SSIS uses Checkpoints to restart the package from the point of failure instead of starting the package from the beginning. SSIS captures the restart point in the checkpoint file along with values of variables, details of successfully completed tasks and the unique identifier of the package. With the help of this unique identifier, SSIS picks up the correct checkpoint file and restarts the package. If the package identifier does not match with the identifier stored in Checkpoints file then restart will fail. After you implemented the fix in your code and restart the package, SSIS uses this checkpoint file to start execution from the point of failure, skipping all the tasks that successfully executed previously. Once the package is successful, the checkpoint file is removed from the system.

When package restarts from the point of failure, then:

  1. Committed transactions may run again
  2. Loop containers will always run again even if the task inside them successfully completed

Note: For the scenarios mentioned above, we have to go for Custom Checkpoints

Checkpoints and Data Integrity:

When the SSIS package use Checkpoints file, it tries to acquire lock on that file. Now if another instance of the same package is running and access the same checkpoint file, then it fails since the checkpoint file is locked by already running SSIS package. This ensures that no two instance of the same package can run simultaneously. Hence there will not be any data integrity issues.

Implementing Checkpoints:

To implement checkpoints, we need to configure only four properties:

  1. Checkpoint file name –  Specify the name of checkpoint
  2. Checkpoint usage – Choose any 1 of three values: Never, Always and IfExists
  3. Save checkpoints – Set this property to true to restart the package from point of failure
  4. Set FailPackageOnFailure to true for every task\ container used in the package

Checkpoint usage properties:

  1. Never – Do not use checkpoints
  2. Always – Always use checkpoints, if the file does not exists package will fail
  3. IfExists – Package use checkpoint file if exists otherwise it creates it

Transactions in SSIS

Transactions in SSIS can be implemented at any level like package level, task level, Container level etc.

☆ ☆ ☆ ☆ ☆ ☆ ☆

> Written task 1
Retype from the SSIS checkpoints text the part that opens with the words containing "1. Committed transactions" and closes with "data integrity issues.".
> Written task 2
Decide whether each statement agrees with the SSIS checkpoints text. For each, answer yes or no and quote the deciding words. (a) On a restart, loop containers run again even when the task inside them already completed. (b) After the package succeeds, the checkpoint file stays on the system. (c) With checkpoint usage set to Always, a missing checkpoint file gets created.

> Given records
☆ ☆ ☆ ☆ ☆ ☆ ☆

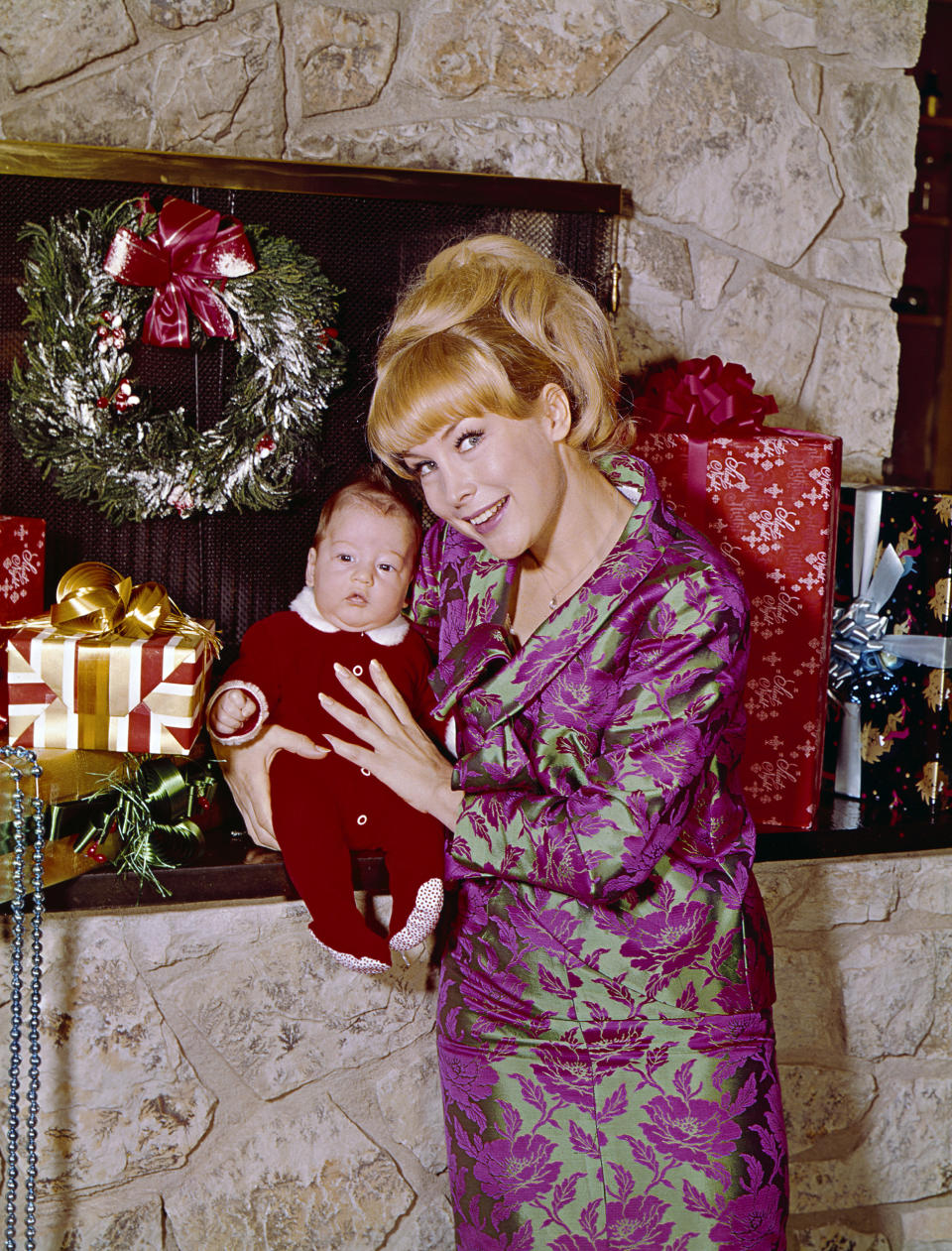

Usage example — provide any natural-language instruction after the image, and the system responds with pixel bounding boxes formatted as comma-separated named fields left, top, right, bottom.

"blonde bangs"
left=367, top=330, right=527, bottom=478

☆ ☆ ☆ ☆ ☆ ☆ ☆

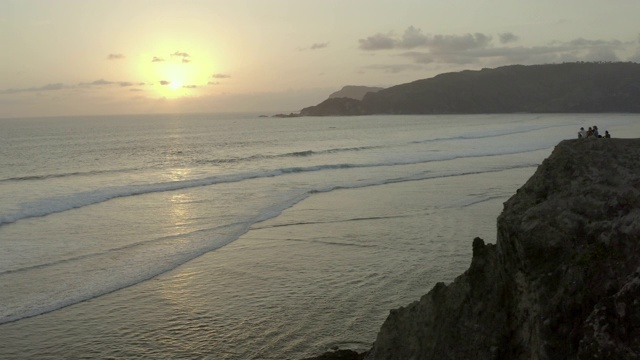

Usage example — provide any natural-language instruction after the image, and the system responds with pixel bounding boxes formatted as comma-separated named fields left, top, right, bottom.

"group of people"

☆ ☆ ☆ ☆ ☆ ☆ ☆

> Task output 1
1. Committed transactions may run again
  2. Loop containers will always run again even if the task inside them successfully completed

Note: For the scenarios mentioned above, we have to go for Custom Checkpoints

Checkpoints and Data Integrity:

When the SSIS package use Checkpoints file, it tries to acquire lock on that file. Now if another instance of the same package is running and access the same checkpoint file, then it fails since the checkpoint file is locked by already running SSIS package. This ensures that no two instance of the same package can run simultaneously. Hence there will not be any data integrity issues.

> Task output 2
(a) Yes: "Loop containers will always run again even if the task inside them successfully completed"
(b) No: "Once the package is successful, the checkpoint file is removed from the system."
(c) No: "Always – Always use checkpoints, if the file does not exists package will fail"